=== Latihan Singkat 1 ===
Dalam teks tentang ketenagalistrikan, sejak tahun berapa sistem kelistrikan di wilayah PT PLN (Persero) Regional Sumatera Utara dinyatakan sebagai daerah krisis penyediaan energi listrik?

=== Teks yang Diberikan ===
Dalam rangka peningkatan pembangunan yang berkesinambungan di bidang ketenagalistrikan. Diperlukan upaya untuk secara optimal memanfaatkan sumber-sumber energi untuk membangkitkan tenaga listrik, sehingga menjamin tersedianya tenaga listrik.
Menurut UU Nomor 15 Tahun 1985 tentang ketenagalistrikan, Pasal 3; ”Pembangunan ketenagalistrikan bertujuan untuk meningkatkan kesejahteraan dan kemakmuran rakyat secara adil dan merata serta mendorong peningkatan kegiatan ekonomi”.
Konteks pemadaman bergilir yang menimpa kawasan Sumatera Utara, yakni sejak tahun 2005, sistem kelistrikan di wilayah PT PLN (Persero) Regional Sumatera Utara oleh pemerintah melalui Keputusan Menteri Energi dan Sumber Daya Mineral Nomor: 479-12/43/600.2/2005, dinyatakan sebagai daerah krisis penyediaan energi listrik.
Celakanya, meski pemerintah dan PT PLN (Persero) telah mengetahui di wilayah PT PLN (Persero) Regional Sumatera Utara sebagai daerah krisis penyediaan energi listrik. Akan tetapi, pengelola kelistrikan dan pemerintah tidak membuat atau melakukan langkah sesuai tugas dan wewenang dalam jabatannya guna membuat kebijakan. Terobosan kebijakan yang bertujuan untuk menyelamatkan atau memulihkan sistem kelistrikan.

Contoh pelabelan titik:
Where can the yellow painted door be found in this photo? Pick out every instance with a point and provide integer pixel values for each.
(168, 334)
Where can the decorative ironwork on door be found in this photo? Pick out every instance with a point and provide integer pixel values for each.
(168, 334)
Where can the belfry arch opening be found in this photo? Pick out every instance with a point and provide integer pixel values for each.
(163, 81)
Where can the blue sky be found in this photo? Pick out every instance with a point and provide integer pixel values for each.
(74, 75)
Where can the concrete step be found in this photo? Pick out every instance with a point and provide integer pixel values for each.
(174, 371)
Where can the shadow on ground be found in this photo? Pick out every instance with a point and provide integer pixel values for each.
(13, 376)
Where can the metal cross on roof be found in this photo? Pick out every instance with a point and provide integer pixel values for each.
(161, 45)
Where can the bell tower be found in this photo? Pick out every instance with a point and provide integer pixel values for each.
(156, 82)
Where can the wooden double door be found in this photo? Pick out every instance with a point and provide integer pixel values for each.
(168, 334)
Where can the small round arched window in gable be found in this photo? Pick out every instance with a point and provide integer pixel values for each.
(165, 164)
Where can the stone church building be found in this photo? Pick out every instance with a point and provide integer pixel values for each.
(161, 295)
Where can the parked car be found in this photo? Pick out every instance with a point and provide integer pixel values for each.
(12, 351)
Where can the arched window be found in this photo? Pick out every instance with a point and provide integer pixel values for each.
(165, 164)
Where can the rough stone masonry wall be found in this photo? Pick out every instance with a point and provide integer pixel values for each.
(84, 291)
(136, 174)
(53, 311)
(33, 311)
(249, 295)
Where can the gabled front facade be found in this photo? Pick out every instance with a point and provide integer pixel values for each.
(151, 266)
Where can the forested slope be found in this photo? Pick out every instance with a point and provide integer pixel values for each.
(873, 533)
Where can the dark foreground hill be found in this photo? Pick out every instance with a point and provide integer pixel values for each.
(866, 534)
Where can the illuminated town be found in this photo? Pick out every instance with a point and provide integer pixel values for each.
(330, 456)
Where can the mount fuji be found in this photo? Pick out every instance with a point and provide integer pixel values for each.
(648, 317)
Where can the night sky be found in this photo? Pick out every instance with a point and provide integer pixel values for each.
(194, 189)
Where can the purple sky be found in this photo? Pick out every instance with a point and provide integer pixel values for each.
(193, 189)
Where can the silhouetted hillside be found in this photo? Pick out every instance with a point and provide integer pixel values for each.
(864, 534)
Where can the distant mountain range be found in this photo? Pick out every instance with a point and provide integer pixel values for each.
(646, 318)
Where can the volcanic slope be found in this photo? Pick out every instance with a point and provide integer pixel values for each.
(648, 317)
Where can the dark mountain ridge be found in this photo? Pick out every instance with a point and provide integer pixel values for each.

=== Latihan Singkat 2 ===
Ubahlah baris-baris catatan mulai dari baris yang memuat "Where can the distant" sampai akhir catatan, keduanya termasuk, menjadi daftar JSON berisi string, satu string untuk setiap baris, tanpa baris kosong.

=== Jawaban Benar 1 ===
Sejak tahun 2005.

=== Jawaban Benar 2 ===
[
  "Where can the distant mountain range be found in this photo? Pick out every instance with a point and provide integer pixel values for each.",
  "(646, 318)",
  "Where can the volcanic slope be found in this photo? Pick out every instance with a point and provide integer pixel values for each.",
  "(648, 317)",
  "Where can the dark mountain ridge be found in this photo? Pick out every instance with a point and provide integer pixel values for each."
]